→ Exercise prompt: Extract every line below, verbatim.
— Begin Information provided —
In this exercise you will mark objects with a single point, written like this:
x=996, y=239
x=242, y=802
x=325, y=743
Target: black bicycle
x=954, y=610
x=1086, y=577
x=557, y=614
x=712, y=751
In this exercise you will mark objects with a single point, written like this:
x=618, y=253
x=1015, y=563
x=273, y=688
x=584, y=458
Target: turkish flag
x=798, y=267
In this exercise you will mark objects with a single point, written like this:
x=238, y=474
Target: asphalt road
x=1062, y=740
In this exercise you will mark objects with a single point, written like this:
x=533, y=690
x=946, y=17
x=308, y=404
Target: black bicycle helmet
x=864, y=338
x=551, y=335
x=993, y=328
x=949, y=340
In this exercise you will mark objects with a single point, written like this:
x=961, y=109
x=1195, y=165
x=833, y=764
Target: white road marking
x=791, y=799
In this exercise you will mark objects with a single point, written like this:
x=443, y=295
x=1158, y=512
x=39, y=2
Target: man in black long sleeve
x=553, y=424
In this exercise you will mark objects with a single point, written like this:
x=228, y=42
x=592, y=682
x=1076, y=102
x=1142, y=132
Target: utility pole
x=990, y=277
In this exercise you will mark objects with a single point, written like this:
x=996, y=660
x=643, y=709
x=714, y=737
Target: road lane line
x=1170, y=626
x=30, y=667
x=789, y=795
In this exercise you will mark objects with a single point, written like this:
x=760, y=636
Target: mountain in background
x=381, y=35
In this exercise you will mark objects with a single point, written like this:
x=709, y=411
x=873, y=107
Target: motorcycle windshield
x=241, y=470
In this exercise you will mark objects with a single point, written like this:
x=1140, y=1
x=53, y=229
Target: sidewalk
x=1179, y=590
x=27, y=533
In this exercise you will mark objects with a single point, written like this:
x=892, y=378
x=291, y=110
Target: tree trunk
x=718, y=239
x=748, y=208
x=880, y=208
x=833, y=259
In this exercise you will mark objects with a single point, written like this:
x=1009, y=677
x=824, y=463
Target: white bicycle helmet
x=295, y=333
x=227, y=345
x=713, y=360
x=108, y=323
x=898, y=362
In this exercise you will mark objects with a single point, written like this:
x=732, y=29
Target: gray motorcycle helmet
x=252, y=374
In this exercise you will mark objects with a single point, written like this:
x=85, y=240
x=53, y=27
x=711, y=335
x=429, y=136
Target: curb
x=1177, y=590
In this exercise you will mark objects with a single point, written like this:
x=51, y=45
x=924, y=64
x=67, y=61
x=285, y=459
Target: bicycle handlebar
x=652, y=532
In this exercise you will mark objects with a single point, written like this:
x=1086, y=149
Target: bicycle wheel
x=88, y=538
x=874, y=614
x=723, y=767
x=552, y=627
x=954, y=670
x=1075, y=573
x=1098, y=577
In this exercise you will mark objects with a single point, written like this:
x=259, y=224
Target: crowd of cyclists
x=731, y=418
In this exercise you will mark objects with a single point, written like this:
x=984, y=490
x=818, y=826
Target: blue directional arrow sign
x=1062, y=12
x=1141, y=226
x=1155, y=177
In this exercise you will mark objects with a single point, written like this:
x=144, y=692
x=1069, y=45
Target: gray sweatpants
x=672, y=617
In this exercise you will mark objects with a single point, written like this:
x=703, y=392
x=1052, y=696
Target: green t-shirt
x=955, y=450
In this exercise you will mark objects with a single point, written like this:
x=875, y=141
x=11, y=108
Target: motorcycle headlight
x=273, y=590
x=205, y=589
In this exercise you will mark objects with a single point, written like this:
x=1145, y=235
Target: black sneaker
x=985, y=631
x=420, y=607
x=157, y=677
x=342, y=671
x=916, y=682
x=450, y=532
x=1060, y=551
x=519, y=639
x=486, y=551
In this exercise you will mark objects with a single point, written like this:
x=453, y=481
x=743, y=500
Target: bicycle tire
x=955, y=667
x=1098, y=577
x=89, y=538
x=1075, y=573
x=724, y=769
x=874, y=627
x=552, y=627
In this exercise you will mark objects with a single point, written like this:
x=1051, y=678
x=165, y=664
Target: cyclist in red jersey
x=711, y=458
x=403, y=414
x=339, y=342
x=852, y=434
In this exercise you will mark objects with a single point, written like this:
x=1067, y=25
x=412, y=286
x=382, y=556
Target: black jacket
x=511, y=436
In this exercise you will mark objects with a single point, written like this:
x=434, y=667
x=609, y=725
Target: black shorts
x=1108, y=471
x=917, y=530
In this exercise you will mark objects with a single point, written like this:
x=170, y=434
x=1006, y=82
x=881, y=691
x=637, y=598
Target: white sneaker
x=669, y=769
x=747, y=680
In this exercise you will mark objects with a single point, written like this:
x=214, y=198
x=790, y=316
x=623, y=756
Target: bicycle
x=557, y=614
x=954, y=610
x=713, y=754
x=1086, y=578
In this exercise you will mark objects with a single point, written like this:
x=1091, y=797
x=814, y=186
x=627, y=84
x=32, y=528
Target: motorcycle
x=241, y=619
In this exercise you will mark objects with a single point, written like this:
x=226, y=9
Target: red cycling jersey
— End Information provided —
→ Response:
In this exercise you will mark objects with a single point, written like this:
x=996, y=239
x=242, y=802
x=325, y=743
Target: black bicycle
x=954, y=610
x=1086, y=577
x=557, y=614
x=712, y=751
In this exercise you will mark objects with a single point, written like this:
x=618, y=253
x=1015, y=563
x=273, y=688
x=584, y=458
Target: turkish flag
x=798, y=267
In this exercise you will mark objects with a single point, written like this:
x=238, y=474
Target: asphalt road
x=1062, y=740
In this exercise you will mark objects with a single point, written like this:
x=533, y=690
x=946, y=17
x=308, y=404
Target: black bicycle helmet
x=864, y=338
x=551, y=335
x=993, y=328
x=949, y=340
In this exercise you will mark objects with a single point, written like this:
x=961, y=109
x=1195, y=165
x=833, y=764
Target: white road marking
x=791, y=799
In this exercise you will mark objects with a single point, written like this:
x=443, y=295
x=1158, y=512
x=39, y=2
Target: man in black long sleeve
x=553, y=424
In this exercise you will mark objects with a single point, written like this:
x=228, y=42
x=592, y=682
x=1076, y=102
x=1142, y=132
Target: utility pole
x=990, y=277
In this exercise you will mark objects with a single point, written like this:
x=996, y=660
x=643, y=709
x=714, y=737
Target: road lane line
x=1170, y=626
x=30, y=667
x=789, y=795
In this exercise you will mark objects with a single point, written like this:
x=760, y=636
Target: mountain in background
x=381, y=35
In this exercise you will mark objects with a single point, written like this:
x=709, y=411
x=873, y=107
Target: motorcycle windshield
x=241, y=470
In this exercise you will mark objects with a single point, written like this:
x=1140, y=1
x=53, y=229
Target: sidewalk
x=1179, y=590
x=27, y=533
In this exercise you will mark objects with a single point, written like this:
x=892, y=378
x=291, y=110
Target: tree trunk
x=718, y=239
x=748, y=208
x=880, y=208
x=833, y=259
In this exercise you will mark objects with a single point, written like this:
x=1009, y=677
x=824, y=463
Target: white bicycle helmet
x=295, y=333
x=227, y=345
x=713, y=360
x=108, y=323
x=898, y=362
In this exercise you will mark objects with a single point, written like this:
x=732, y=29
Target: gray motorcycle helmet
x=252, y=374
In this exercise you will mark objects with a single point, written like this:
x=85, y=240
x=53, y=27
x=711, y=335
x=429, y=136
Target: curb
x=1177, y=590
In this exercise you will mark objects with a single point, written like this:
x=51, y=45
x=924, y=64
x=67, y=61
x=285, y=459
Target: bicycle handlebar
x=652, y=532
In this exercise you will mark objects with a single point, written like this:
x=1086, y=149
Target: bicycle wheel
x=88, y=538
x=874, y=614
x=723, y=767
x=552, y=627
x=954, y=670
x=1075, y=573
x=1098, y=577
In this exercise you will mark objects with a single point, written like this:
x=259, y=224
Target: crowd of cyclists
x=731, y=418
In this exercise you will mark objects with a single point, written like this:
x=984, y=490
x=818, y=826
Target: blue directional arrow sign
x=1062, y=12
x=1141, y=226
x=1155, y=177
In this exercise you will mark objects with a single point, written like this:
x=144, y=692
x=1069, y=45
Target: gray sweatpants
x=672, y=617
In this exercise you will mark objects with a single point, written like this:
x=703, y=392
x=1052, y=696
Target: green t-shirt
x=955, y=450
In this exercise you will mark objects with a single point, written like this:
x=875, y=141
x=11, y=108
Target: motorcycle headlight
x=273, y=590
x=205, y=589
In this exercise you will mark objects with a single point, written like this:
x=1145, y=235
Target: black sneaker
x=985, y=631
x=420, y=607
x=157, y=677
x=342, y=671
x=916, y=682
x=450, y=532
x=1060, y=551
x=519, y=639
x=486, y=551
In this exercise you will mark objects with a single point, written like this:
x=453, y=481
x=743, y=500
Target: bicycle tire
x=955, y=667
x=1098, y=577
x=89, y=538
x=1075, y=573
x=724, y=769
x=874, y=627
x=552, y=627
In this exercise you will mark objects with a single point, written like this:
x=1051, y=678
x=165, y=664
Target: cyclist in red jersey
x=711, y=458
x=403, y=414
x=339, y=342
x=852, y=434
In this exercise you will mark objects with a single point, written like this:
x=1067, y=25
x=412, y=286
x=382, y=556
Target: black jacket
x=511, y=436
In this exercise you will mark objects with a single point, written like this:
x=434, y=667
x=609, y=725
Target: black shorts
x=1108, y=471
x=917, y=530
In this exercise you will mark objects with a single point, written like this:
x=170, y=434
x=1006, y=82
x=881, y=691
x=637, y=598
Target: white sneaker
x=669, y=769
x=747, y=680
In this exercise you will mark objects with a single point, written like this:
x=214, y=198
x=790, y=316
x=623, y=756
Target: bicycle
x=557, y=614
x=954, y=610
x=713, y=754
x=1086, y=578
In this exercise you will mark objects with a single point, written like this:
x=1091, y=797
x=814, y=186
x=627, y=84
x=32, y=528
Target: motorcycle
x=241, y=619
In this exercise you will mark objects with a single point, written like this:
x=226, y=9
Target: red cycling jersey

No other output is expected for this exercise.